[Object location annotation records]
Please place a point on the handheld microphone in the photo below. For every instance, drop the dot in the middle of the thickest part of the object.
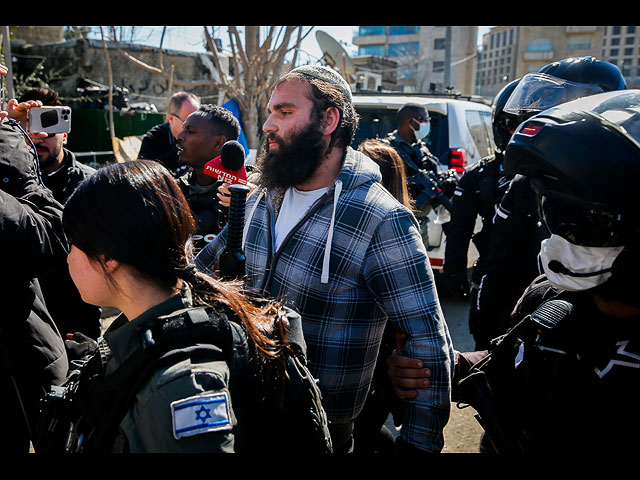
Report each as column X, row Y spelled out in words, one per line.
column 228, row 167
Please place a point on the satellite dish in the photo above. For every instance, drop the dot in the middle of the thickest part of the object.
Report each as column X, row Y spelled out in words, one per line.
column 335, row 55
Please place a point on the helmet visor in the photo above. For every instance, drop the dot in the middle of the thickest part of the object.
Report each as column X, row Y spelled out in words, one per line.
column 537, row 92
column 582, row 226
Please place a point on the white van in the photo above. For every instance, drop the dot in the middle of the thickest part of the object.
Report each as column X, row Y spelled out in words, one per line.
column 461, row 134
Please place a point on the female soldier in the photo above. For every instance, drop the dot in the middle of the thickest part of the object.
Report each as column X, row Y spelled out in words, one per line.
column 129, row 226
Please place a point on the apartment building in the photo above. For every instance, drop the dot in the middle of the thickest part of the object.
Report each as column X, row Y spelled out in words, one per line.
column 510, row 52
column 429, row 58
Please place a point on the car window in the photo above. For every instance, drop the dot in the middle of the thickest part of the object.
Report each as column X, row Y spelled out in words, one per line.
column 379, row 122
column 374, row 123
column 438, row 138
column 479, row 132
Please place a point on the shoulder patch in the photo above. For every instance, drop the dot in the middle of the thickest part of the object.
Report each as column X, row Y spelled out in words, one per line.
column 201, row 414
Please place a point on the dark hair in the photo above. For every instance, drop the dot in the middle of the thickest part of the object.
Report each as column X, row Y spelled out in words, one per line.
column 135, row 213
column 223, row 120
column 326, row 95
column 47, row 96
column 391, row 166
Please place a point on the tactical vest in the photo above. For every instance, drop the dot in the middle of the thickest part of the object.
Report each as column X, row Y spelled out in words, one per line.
column 281, row 410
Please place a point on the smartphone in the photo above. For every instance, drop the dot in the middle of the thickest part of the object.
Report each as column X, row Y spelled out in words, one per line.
column 50, row 119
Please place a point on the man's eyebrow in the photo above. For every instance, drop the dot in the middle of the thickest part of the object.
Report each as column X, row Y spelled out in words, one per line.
column 281, row 105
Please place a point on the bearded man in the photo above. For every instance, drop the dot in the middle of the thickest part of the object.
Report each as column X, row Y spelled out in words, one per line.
column 61, row 172
column 326, row 238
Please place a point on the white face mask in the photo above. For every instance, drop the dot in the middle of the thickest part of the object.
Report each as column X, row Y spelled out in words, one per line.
column 574, row 267
column 422, row 131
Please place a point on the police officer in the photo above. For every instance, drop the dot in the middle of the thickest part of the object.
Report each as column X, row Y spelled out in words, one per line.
column 478, row 194
column 32, row 353
column 512, row 260
column 569, row 376
column 413, row 126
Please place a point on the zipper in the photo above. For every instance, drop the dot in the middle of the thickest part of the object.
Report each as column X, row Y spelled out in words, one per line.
column 273, row 258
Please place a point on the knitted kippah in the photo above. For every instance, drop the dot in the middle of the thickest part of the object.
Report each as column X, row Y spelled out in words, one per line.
column 326, row 74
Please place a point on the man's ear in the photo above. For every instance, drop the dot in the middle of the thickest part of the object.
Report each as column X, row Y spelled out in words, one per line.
column 330, row 121
column 220, row 140
column 110, row 264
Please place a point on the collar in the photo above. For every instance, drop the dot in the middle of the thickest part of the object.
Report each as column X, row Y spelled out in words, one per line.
column 122, row 335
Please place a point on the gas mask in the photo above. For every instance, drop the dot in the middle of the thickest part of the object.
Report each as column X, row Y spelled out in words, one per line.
column 575, row 267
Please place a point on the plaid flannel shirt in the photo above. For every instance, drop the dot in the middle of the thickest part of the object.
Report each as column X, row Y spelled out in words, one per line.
column 370, row 247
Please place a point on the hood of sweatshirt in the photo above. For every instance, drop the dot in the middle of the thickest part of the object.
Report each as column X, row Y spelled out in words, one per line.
column 357, row 169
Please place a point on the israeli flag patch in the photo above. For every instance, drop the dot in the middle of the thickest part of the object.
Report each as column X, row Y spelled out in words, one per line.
column 201, row 414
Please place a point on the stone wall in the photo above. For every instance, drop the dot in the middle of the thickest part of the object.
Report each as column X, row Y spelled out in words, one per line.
column 67, row 62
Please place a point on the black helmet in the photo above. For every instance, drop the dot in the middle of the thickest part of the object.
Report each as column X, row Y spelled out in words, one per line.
column 584, row 161
column 504, row 124
column 563, row 81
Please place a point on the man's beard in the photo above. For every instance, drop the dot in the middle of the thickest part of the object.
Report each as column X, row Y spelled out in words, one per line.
column 48, row 160
column 295, row 160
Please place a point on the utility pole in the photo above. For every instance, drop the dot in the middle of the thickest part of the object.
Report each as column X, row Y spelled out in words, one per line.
column 6, row 46
column 447, row 58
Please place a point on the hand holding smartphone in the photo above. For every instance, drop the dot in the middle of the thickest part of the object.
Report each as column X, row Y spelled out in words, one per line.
column 49, row 119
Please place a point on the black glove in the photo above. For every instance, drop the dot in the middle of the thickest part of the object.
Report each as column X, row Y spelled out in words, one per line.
column 458, row 285
column 78, row 345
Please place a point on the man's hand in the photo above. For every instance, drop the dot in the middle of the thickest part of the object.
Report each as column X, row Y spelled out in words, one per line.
column 19, row 111
column 406, row 374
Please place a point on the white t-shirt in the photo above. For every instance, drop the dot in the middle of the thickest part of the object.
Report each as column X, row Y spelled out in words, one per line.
column 295, row 205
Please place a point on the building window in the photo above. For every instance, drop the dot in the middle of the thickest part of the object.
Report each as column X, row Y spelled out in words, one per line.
column 403, row 30
column 372, row 50
column 369, row 30
column 406, row 72
column 403, row 49
column 579, row 43
column 540, row 45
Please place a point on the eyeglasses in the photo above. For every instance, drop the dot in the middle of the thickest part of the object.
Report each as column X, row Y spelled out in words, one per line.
column 174, row 115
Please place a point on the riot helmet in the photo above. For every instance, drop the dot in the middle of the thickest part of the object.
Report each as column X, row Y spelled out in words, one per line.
column 563, row 81
column 503, row 123
column 583, row 158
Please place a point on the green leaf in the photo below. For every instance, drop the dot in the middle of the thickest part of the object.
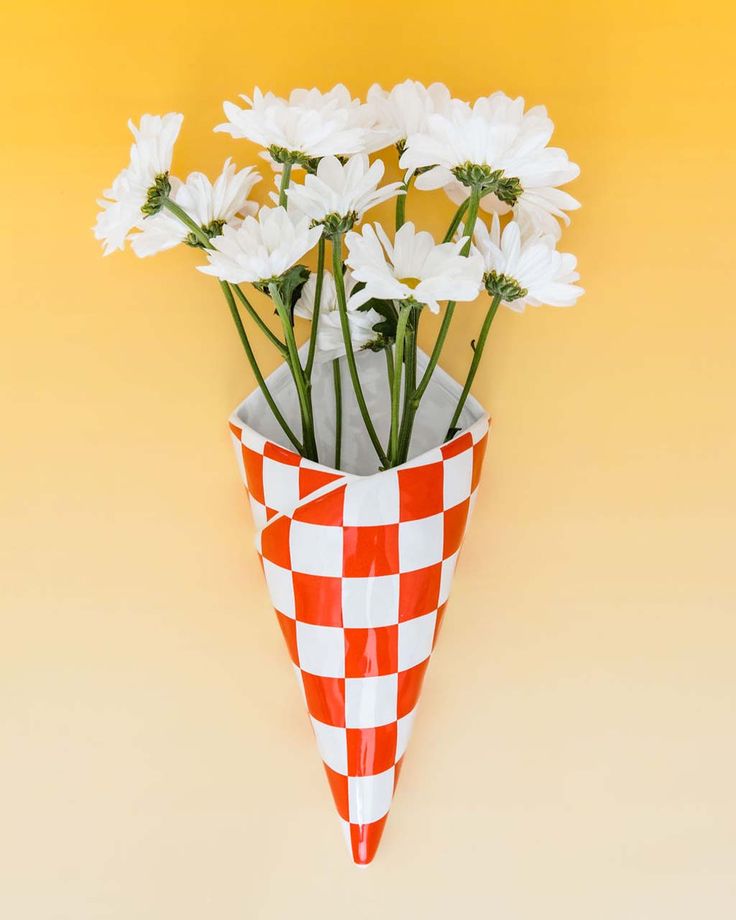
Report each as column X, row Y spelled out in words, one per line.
column 385, row 308
column 290, row 286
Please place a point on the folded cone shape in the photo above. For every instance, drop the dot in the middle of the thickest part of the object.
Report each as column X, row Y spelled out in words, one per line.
column 359, row 565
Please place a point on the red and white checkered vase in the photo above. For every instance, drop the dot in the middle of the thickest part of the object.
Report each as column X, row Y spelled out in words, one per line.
column 359, row 569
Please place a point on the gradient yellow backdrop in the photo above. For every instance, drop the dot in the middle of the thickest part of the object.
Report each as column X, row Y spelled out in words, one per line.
column 574, row 757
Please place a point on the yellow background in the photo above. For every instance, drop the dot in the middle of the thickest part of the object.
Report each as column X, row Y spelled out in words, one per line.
column 575, row 754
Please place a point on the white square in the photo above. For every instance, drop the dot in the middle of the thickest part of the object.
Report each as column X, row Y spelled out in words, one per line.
column 370, row 602
column 403, row 733
column 371, row 701
column 280, row 485
column 316, row 549
column 415, row 640
column 321, row 649
column 369, row 797
column 280, row 588
column 372, row 502
column 300, row 681
column 258, row 513
column 239, row 456
column 252, row 439
column 421, row 542
column 431, row 456
column 446, row 576
column 458, row 476
column 333, row 745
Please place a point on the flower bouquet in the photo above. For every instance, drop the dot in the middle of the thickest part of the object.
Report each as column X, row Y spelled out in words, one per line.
column 361, row 458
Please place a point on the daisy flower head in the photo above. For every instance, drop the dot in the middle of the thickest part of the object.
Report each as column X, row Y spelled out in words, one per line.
column 525, row 270
column 261, row 249
column 302, row 128
column 338, row 194
column 498, row 147
column 330, row 340
column 138, row 190
column 211, row 205
column 411, row 267
column 403, row 110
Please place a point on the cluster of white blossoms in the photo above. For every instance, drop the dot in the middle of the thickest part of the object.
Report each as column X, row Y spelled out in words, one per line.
column 492, row 157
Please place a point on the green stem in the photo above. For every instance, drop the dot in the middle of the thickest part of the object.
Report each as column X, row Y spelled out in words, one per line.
column 389, row 366
column 477, row 355
column 297, row 373
column 393, row 442
column 190, row 224
column 259, row 321
column 285, row 179
column 227, row 290
column 349, row 353
column 256, row 370
column 459, row 214
column 407, row 421
column 315, row 312
column 401, row 203
column 337, row 381
column 471, row 206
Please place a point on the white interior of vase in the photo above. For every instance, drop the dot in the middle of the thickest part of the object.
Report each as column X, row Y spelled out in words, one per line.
column 358, row 455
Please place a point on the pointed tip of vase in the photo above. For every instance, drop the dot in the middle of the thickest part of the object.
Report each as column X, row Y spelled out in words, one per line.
column 364, row 840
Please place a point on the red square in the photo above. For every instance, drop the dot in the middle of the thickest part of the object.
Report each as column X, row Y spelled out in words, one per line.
column 339, row 786
column 455, row 520
column 370, row 652
column 410, row 686
column 438, row 623
column 419, row 591
column 281, row 454
column 457, row 446
column 288, row 628
column 324, row 510
column 420, row 491
column 310, row 480
column 275, row 542
column 253, row 463
column 325, row 698
column 370, row 551
column 479, row 452
column 371, row 750
column 318, row 599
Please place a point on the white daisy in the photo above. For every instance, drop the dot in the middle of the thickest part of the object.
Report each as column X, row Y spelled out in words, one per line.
column 342, row 192
column 141, row 183
column 413, row 266
column 403, row 110
column 261, row 249
column 330, row 340
column 308, row 125
column 525, row 271
column 210, row 205
column 496, row 134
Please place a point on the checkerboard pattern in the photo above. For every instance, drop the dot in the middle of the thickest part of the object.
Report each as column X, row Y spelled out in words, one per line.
column 359, row 570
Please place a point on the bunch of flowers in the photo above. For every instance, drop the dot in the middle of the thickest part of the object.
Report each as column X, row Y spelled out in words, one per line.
column 491, row 158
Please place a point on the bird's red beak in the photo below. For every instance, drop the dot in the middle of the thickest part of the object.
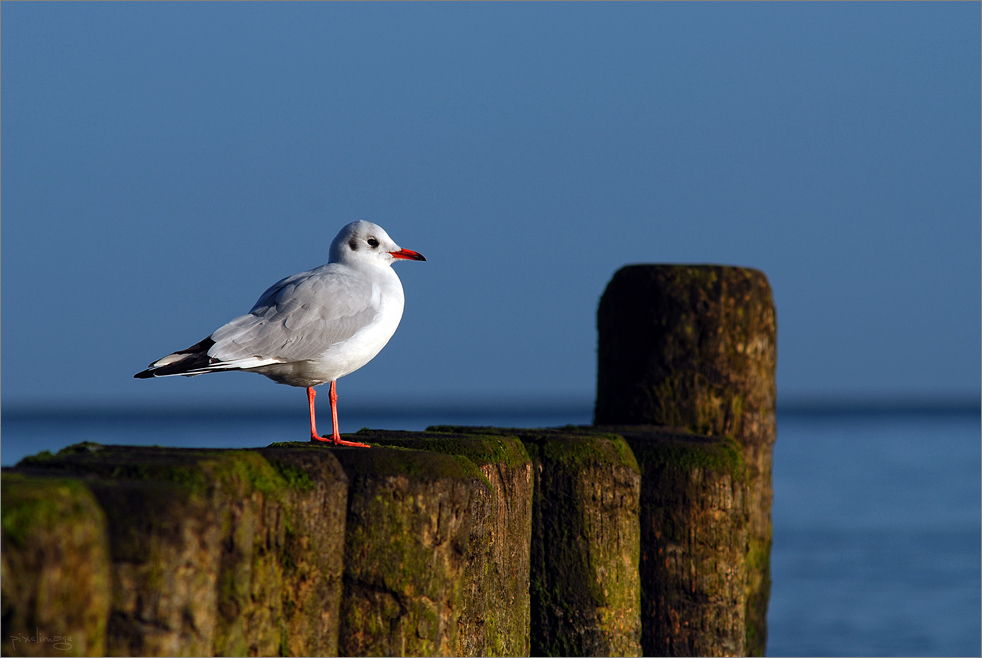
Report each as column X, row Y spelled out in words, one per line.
column 406, row 253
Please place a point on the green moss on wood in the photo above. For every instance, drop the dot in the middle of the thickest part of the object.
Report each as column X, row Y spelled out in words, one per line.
column 55, row 568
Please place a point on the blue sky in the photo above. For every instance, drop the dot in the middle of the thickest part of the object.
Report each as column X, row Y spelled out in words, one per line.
column 164, row 162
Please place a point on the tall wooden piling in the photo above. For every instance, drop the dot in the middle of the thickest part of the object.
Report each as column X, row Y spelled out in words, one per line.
column 694, row 347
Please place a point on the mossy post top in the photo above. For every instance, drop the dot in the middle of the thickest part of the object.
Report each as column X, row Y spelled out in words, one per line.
column 689, row 346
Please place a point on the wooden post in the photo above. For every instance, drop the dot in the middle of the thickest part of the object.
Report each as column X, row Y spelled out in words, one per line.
column 694, row 347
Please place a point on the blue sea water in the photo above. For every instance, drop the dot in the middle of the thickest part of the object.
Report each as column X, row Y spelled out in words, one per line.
column 877, row 519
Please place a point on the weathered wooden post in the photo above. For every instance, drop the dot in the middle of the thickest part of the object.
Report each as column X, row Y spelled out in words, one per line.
column 693, row 347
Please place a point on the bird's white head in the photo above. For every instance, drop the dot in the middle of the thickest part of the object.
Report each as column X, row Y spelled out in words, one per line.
column 364, row 242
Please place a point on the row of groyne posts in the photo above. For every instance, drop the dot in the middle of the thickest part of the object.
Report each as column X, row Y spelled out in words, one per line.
column 648, row 532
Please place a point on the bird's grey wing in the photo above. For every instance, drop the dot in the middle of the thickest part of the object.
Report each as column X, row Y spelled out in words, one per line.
column 298, row 318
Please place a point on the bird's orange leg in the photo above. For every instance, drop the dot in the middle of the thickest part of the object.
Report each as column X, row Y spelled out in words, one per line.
column 336, row 436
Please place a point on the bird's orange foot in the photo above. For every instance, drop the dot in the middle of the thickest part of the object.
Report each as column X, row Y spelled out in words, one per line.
column 337, row 441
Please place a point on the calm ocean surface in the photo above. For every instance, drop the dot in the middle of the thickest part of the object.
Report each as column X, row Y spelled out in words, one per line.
column 877, row 526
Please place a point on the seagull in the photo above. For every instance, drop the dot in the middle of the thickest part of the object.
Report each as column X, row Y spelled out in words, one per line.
column 313, row 327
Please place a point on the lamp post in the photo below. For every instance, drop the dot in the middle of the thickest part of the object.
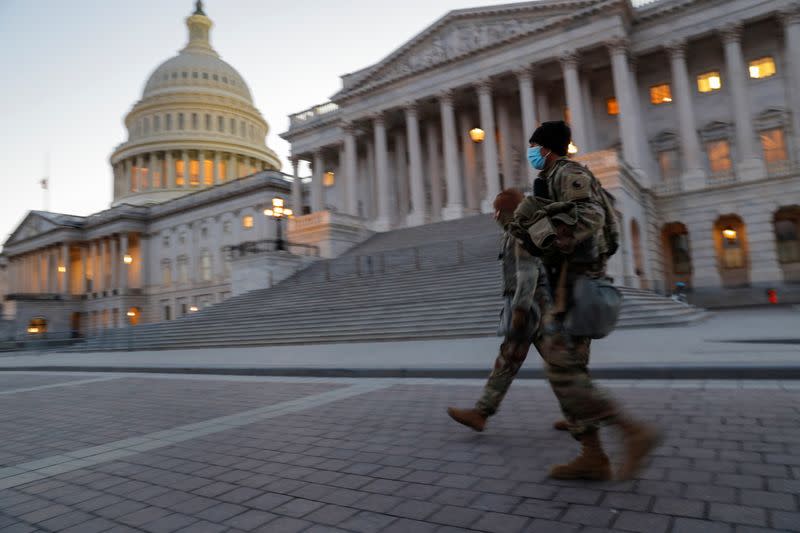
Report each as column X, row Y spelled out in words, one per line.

The request — Lay out the lines of the records as a Markdown table with the columns Number and Record line, from the line containing "Please place a point on the lamp" through the end of the records, one row per line with blank lines omitted. Leave the pictures out of the table.

Finished answer —
| Number | Record line |
|---|---|
| 1 | Please place a point on the lamp post in the photo below. For every instance, drop the dot in the middle of the thickest part of the object. |
| 2 | Report each as column X, row Y spelled out in words, one per line. |